(Referring expression data)
┌──

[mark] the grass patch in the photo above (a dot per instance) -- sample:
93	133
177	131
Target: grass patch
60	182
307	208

└──

• [What you are asked to do]: Once more, give all the records exactly as they were written.

• [Answer for this exercise]:
[mark] the grass patch in the photo above (a dot per instance) -- sample:
93	133
177	131
Target: grass patch
60	182
307	208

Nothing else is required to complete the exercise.